**Tasks to perform**
- A) Which Atlantic provinces does the Industry ETL pipeline README below say the Atlantic aggregate values are split into? List every one.
- B) Answer each question from the Industry ETL pipeline README below, one per line:
(i) Which database are the Industry sector tables built for?
(ii) What scales the demand values for years after the base year?
(iii) What kind of database does the Setup step create?
- C) Pick up the Industry ETL pipeline README below at the point where it stops, and carry on writing it.

**Text to read**

- - -

Industry ETL Pipeline (with Atlantic Split)

A modular ETL pipeline that builds the Industry sector tables for the CANOE database.
It integrates NRCan (Comprehensive Energy Use Database), CER (Energy Futures macro indicators), and Statistics Canada Table 25-10-0029-01 to allocate Atlantic provinces (PEI, NB, NS, NLLAB).

This README documents the src/*_industry.py modules from the professional refactor.

Overview

The pipeline orchestrates these steps:

Setup: Create fresh SQLite DB from schema; introspect table structures to prepare empty DataFrames (comb_dict).
Technology & Commodity: Add Industry technologies and commodities, including demand commodities.
External Data: Fetch or load cached NRCan (industry aggregated tables) and CER (macro indicators).
Atlantic Shares (StatCan): Load ATL shares to distribute Atlantic aggregate values into PEI, NB, NS, NLLAB.
Demand & ExistingCapacity:
- Base year demand values from NRCan.
- Later years scaled by CER GDP growth.
- ATL provinces receive shares via StatCan allocation.
LimitTechInputSplitAnnual: Build fuel input splits per sector using NRCan share tables; handle n.a./X as remainder-to-100% and trim >100%.

- - -

**Provided records**
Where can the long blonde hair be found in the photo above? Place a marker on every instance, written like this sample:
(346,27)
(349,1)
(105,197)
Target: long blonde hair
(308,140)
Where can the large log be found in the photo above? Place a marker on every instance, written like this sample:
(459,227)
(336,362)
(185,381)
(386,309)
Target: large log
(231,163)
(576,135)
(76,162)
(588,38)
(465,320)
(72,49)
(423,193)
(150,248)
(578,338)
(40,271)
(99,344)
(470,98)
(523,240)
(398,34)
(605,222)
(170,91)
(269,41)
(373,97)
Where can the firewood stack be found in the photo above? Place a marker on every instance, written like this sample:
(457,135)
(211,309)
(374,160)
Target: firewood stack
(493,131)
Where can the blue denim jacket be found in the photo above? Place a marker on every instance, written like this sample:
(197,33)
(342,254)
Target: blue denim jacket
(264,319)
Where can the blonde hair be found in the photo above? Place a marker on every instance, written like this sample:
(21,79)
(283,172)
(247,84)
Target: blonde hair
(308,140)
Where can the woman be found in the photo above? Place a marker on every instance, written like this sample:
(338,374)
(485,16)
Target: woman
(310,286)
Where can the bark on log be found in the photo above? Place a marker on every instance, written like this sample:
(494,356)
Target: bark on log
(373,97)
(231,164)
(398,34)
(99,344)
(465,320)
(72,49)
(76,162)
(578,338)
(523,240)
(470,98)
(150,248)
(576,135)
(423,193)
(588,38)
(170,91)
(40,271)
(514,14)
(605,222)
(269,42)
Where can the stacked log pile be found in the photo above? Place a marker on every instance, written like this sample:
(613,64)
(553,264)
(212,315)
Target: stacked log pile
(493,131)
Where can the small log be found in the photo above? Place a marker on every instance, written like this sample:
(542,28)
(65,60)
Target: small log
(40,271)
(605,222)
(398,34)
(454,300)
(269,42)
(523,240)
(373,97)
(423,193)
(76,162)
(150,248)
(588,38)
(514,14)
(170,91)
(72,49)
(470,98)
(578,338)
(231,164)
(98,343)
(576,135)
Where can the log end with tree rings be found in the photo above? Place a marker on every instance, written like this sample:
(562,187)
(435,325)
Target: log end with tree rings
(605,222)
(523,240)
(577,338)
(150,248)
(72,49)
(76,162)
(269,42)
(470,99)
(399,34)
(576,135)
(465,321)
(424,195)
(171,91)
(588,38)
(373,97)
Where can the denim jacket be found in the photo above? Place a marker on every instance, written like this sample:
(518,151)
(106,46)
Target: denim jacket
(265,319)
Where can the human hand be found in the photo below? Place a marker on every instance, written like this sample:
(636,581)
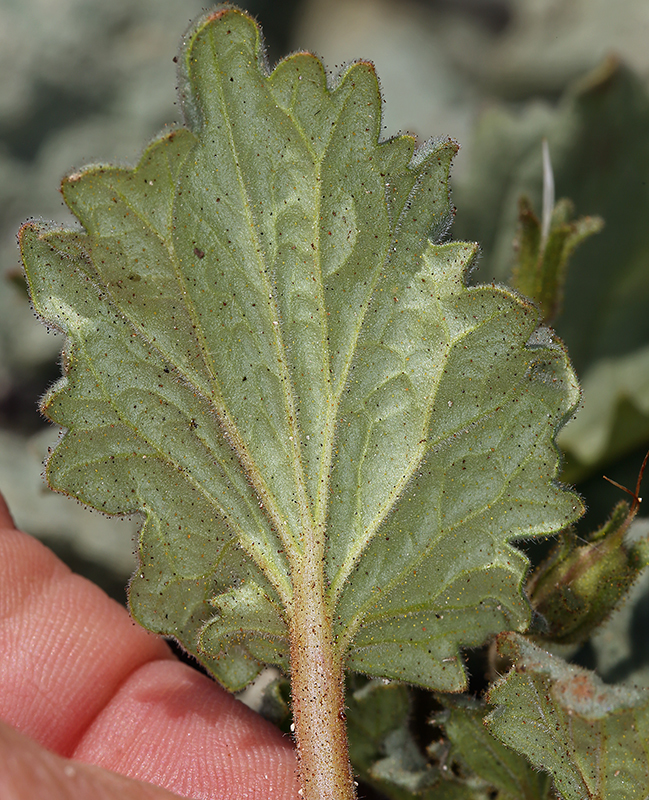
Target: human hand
(84,682)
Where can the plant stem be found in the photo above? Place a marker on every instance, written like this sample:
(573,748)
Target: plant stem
(317,688)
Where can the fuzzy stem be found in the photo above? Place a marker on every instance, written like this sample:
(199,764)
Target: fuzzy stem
(317,688)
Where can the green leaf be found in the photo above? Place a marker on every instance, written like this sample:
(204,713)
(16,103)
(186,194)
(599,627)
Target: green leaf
(599,142)
(479,754)
(614,418)
(382,749)
(592,738)
(273,359)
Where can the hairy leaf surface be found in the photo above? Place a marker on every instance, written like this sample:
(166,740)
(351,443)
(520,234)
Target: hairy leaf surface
(592,738)
(267,337)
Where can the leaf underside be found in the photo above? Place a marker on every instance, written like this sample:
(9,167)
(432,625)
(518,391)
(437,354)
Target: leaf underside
(266,333)
(592,738)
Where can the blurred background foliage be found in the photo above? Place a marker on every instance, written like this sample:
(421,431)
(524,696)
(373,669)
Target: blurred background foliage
(86,80)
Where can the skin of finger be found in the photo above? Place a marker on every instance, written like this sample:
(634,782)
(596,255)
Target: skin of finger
(29,771)
(72,655)
(160,727)
(67,646)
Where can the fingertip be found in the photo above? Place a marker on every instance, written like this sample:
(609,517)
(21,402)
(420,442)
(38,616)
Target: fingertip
(6,520)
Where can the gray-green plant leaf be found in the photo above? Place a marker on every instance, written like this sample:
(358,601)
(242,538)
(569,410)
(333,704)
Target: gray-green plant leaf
(481,757)
(592,738)
(266,339)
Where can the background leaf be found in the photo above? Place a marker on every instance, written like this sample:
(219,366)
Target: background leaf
(589,736)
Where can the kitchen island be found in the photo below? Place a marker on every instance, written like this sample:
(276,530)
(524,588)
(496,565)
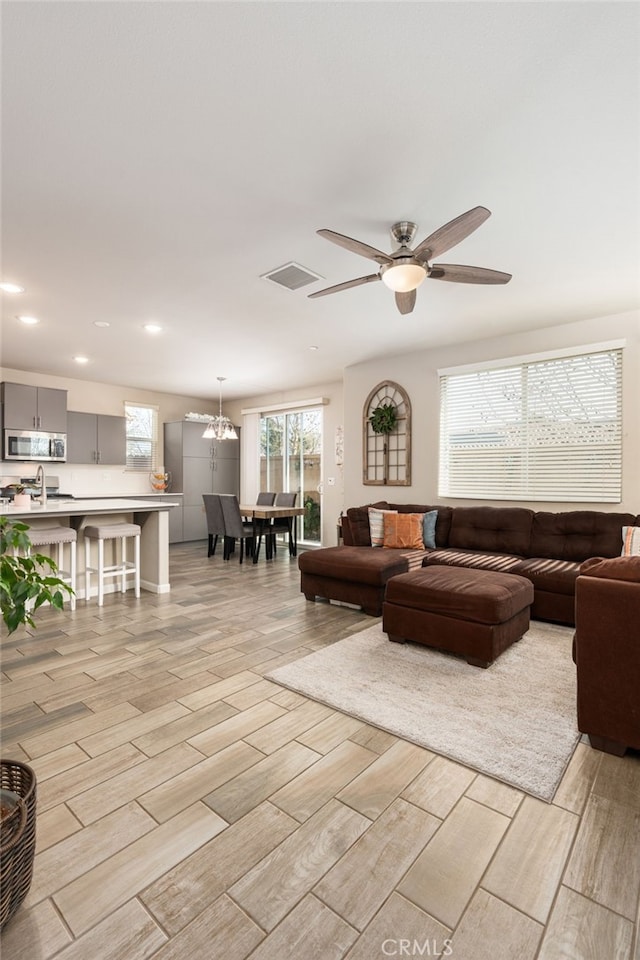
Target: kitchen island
(152,515)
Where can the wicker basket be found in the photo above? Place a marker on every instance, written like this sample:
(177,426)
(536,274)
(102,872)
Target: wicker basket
(17,838)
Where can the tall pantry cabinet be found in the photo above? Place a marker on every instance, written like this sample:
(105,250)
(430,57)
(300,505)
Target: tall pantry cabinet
(197,466)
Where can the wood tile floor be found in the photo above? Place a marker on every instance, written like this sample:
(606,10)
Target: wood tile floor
(187,807)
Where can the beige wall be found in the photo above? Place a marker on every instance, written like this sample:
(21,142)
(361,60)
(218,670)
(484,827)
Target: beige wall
(88,397)
(417,373)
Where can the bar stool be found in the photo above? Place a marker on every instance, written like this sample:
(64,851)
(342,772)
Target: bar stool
(112,531)
(58,536)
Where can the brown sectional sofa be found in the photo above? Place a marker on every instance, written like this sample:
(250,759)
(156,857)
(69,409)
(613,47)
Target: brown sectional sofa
(544,547)
(605,649)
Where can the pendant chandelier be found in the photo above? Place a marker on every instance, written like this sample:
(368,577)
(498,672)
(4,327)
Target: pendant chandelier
(220,428)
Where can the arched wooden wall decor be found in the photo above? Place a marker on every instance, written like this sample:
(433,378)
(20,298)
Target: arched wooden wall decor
(386,457)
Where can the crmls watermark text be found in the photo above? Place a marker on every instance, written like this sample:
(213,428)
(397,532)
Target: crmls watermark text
(417,948)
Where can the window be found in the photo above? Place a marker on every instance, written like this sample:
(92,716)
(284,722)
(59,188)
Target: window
(539,429)
(290,460)
(142,436)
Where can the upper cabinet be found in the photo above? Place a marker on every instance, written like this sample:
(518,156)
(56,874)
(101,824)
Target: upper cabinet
(34,408)
(96,438)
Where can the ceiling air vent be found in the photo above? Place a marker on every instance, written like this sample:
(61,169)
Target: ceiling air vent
(292,276)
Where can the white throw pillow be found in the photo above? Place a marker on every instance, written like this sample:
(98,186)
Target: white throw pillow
(376,525)
(630,541)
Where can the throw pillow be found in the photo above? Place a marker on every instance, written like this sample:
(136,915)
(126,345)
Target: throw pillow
(630,541)
(376,528)
(403,530)
(429,529)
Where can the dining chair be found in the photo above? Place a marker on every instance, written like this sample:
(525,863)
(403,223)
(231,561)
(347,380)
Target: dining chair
(265,499)
(236,529)
(215,520)
(283,524)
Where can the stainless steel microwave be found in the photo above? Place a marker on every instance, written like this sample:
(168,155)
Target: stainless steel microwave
(34,445)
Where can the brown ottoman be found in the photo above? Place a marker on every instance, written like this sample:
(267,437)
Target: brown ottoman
(355,575)
(474,613)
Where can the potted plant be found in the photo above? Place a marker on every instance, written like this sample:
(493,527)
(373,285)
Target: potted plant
(384,418)
(20,498)
(23,585)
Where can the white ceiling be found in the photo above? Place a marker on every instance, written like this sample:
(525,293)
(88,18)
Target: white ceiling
(158,157)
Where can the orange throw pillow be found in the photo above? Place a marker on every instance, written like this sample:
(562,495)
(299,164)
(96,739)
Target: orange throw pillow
(403,530)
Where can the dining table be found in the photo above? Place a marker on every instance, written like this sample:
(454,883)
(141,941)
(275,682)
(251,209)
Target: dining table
(260,515)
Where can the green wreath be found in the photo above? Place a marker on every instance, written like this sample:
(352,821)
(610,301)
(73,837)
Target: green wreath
(384,418)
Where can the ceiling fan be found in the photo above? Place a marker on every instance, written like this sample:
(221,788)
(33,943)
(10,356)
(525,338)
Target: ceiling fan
(405,269)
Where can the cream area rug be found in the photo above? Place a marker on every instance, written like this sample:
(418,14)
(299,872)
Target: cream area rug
(515,721)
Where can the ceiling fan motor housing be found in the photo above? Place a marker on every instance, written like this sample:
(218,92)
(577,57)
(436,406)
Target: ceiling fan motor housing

- - -

**Answers given**
- A) PEI, NB, NS, NLLAB

- B)
(i) The CANOE database.
(ii) CER GDP growth.
(iii) A fresh SQLite database built from the schema.

- C)
Efficiency: Derived from LimitTechInputSplitAnnual (efficiency=1), mapping tech → output_comm (I_d_*).
Costs: Seed CostInvest rows (placeholders).
Post-processing: Add DataSet and DataSource metadata rows ([I1] NRCan, [I2] CER, [I3] StatCan).
Persist: Write all DataFrames into SQLite DB.

Project Layout

project/
├─ input/
│  └─ params.yaml
├─ outputs/
├─ cache/
├─ schema/
│  └─ schema_3_1.sql              # or schema_{X}.sql per params.yaml
├─ common.py
├─ setup_industry.py
├─ techcom_industry.py
├─ data_scraper_industry.py
├─ statcan_atl.py
├─ demands_industry.py
├─ costs_industry.py
├─ techinput_industry.py
├─ efficiency_industry.py
├─ post_processing_industry.py
├─ aggregator_industry.py
└─ requirements.txt

Prerequisites

Python 3.10+
Install dependencies from requirements.txt:

pip install -r requirements.txt

requirements.txt

pandas
pyyaml
requests

Quick Start

Configure input/params.yaml.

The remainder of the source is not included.